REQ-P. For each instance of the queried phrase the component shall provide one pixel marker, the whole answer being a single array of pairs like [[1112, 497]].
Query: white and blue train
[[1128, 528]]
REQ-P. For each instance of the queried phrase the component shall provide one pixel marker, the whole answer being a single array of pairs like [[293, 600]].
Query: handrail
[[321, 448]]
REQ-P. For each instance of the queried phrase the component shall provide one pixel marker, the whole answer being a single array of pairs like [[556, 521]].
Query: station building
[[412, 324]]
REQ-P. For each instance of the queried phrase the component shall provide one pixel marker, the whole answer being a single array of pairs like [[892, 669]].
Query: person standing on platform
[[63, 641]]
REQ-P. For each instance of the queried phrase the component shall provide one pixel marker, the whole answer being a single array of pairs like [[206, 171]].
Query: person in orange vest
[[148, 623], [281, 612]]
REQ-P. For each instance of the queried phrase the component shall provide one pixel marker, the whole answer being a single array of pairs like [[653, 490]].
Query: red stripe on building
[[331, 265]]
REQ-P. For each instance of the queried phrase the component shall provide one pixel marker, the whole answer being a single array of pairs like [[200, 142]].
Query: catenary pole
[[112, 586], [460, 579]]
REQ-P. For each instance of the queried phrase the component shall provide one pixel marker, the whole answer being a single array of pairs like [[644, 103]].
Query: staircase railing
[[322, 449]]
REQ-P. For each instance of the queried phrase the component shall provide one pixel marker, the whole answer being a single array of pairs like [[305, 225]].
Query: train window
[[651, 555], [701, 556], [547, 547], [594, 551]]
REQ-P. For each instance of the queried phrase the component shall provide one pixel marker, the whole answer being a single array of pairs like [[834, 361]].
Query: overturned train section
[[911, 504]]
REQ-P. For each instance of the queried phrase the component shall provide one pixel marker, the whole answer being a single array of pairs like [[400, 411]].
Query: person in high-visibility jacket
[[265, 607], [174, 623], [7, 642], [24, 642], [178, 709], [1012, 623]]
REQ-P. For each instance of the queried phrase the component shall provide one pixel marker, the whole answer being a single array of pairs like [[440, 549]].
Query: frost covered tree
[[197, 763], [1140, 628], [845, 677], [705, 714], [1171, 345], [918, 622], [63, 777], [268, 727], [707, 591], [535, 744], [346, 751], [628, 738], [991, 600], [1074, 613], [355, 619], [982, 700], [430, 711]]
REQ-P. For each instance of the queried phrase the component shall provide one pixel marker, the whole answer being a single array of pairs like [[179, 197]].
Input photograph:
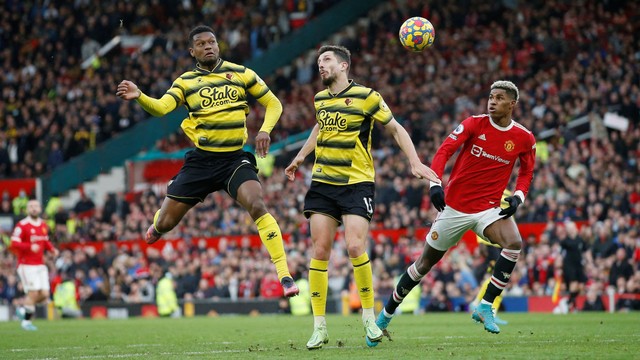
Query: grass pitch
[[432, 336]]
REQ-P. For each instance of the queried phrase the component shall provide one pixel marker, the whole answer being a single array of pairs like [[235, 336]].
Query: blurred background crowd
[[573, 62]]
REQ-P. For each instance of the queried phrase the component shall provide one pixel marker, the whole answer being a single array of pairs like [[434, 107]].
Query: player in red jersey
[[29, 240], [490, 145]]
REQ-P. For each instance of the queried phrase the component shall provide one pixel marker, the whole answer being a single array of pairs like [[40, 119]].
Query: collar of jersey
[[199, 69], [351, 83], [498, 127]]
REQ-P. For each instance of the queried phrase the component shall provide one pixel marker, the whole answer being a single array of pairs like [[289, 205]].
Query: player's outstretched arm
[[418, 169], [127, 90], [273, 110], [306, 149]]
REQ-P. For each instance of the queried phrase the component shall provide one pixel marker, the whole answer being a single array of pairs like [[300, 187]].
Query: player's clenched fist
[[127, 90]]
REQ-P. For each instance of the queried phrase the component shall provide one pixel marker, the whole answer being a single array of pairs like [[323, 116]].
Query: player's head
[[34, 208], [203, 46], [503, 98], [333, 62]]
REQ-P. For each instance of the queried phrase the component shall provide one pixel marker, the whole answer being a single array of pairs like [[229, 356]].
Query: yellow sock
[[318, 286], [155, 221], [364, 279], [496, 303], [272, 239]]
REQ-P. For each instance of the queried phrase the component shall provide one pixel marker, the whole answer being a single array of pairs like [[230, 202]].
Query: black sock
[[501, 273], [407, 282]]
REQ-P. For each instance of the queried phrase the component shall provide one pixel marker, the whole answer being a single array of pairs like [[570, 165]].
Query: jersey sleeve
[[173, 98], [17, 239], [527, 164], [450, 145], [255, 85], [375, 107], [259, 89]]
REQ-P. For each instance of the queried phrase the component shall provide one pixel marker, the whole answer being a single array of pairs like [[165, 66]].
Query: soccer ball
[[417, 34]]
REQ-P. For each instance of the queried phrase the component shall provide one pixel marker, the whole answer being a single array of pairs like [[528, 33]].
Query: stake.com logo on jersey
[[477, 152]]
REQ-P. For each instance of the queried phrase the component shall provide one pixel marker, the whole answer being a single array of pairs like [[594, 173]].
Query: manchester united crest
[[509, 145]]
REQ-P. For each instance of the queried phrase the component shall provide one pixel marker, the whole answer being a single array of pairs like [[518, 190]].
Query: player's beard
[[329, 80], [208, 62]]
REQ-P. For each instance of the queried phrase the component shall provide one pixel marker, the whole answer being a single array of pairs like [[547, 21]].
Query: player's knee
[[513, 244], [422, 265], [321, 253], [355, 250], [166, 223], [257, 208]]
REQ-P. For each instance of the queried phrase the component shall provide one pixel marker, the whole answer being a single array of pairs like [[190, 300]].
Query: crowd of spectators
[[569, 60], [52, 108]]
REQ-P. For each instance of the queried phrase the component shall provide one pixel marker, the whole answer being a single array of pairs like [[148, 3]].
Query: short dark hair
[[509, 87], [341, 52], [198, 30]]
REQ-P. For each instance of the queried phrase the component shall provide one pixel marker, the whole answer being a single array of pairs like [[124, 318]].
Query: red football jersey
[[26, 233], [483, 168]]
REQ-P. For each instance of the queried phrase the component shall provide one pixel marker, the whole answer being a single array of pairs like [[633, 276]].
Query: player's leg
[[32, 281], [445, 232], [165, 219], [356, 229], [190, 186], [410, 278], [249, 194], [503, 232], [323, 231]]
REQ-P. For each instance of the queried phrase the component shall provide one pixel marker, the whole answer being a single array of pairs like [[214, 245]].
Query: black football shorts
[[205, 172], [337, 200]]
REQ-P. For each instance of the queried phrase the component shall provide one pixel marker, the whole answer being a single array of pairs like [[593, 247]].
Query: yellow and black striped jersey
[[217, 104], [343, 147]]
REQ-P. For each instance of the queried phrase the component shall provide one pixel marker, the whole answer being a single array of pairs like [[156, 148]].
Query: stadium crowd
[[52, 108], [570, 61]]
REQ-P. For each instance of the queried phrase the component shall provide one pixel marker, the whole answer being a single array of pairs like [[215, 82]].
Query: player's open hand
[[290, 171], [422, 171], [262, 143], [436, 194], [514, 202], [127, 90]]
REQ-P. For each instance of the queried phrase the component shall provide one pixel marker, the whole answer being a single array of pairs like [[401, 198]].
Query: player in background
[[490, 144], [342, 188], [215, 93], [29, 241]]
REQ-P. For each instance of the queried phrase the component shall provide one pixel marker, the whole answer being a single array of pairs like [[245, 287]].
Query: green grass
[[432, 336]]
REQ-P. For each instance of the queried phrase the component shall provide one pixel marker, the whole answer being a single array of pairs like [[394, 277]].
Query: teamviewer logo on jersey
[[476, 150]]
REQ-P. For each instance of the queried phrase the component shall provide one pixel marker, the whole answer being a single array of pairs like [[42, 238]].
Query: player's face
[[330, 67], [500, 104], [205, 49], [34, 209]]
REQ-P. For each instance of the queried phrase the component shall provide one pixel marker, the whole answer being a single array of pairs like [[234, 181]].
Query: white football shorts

● ● ● ●

Expresse como uma lista JSON de strings, uma por linha e sem as linhas em branco, o trecho que começa na linha que contém "like [[179, 197]]." e termina na que contém "[[34, 208], [203, 46], [503, 98], [333, 62]]", incluindo as duas. Deixe as imagens de fora da resposta.

[
  "REQ-P. For each instance of the queried phrase the component shall provide one pixel marker, the whole answer being a single array of pairs like [[179, 197]].",
  "Input photograph:",
  "Query: grass pitch",
  "[[432, 336]]",
  "REQ-P. For each instance of the queried phrase the component shall provide one pixel marker, the whole answer being a single array of pairs like [[235, 336]].",
  "Query: blurred background crowd",
  "[[573, 62]]",
  "REQ-P. For each instance of the queried phrase the component shall provide one pixel marker, the whole answer being a single array of pairs like [[434, 107]].",
  "Query: player in red jersey",
  "[[29, 240], [490, 145]]",
  "REQ-P. For each instance of the queried phrase the component shall provide one pixel marker, the whole answer being a single array of pairs like [[40, 119]].",
  "Query: collar of jersey",
  "[[199, 69], [351, 83], [498, 127]]",
  "REQ-P. For each instance of the queried phrase the component shall provide one pixel marker, the whole answer being a single array of pairs like [[289, 205]].",
  "Query: player's outstretched arm",
  "[[418, 169], [127, 90], [273, 110], [306, 149]]",
  "REQ-P. For each instance of the queried phrase the component shall provide one pixel marker, the whole answer being a single array of pairs like [[300, 187]].",
  "Query: player's clenched fist",
  "[[127, 90]]",
  "REQ-P. For each instance of the queried phrase the component shall provide one pixel marker, the whole answer being a single array of pairs like [[323, 116]].",
  "Query: player's head",
  "[[34, 208], [203, 46], [503, 98], [333, 62]]"
]